Dataset entries
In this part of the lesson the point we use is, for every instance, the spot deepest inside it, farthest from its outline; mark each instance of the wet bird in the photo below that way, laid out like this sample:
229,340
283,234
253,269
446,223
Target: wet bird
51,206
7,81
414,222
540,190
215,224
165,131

◆ **Assigned task**: Would you give the entries back word for word?

◆ **Solution for this exercise**:
In this part of the lesson the point we use is, for every instance, the spot deepest inside it, farthest from its outline; mark each instance of the wet bird in the photo below that way, laid out like this sample:
229,340
283,234
253,269
446,223
Target: wet bird
51,206
7,81
414,222
540,190
215,224
165,131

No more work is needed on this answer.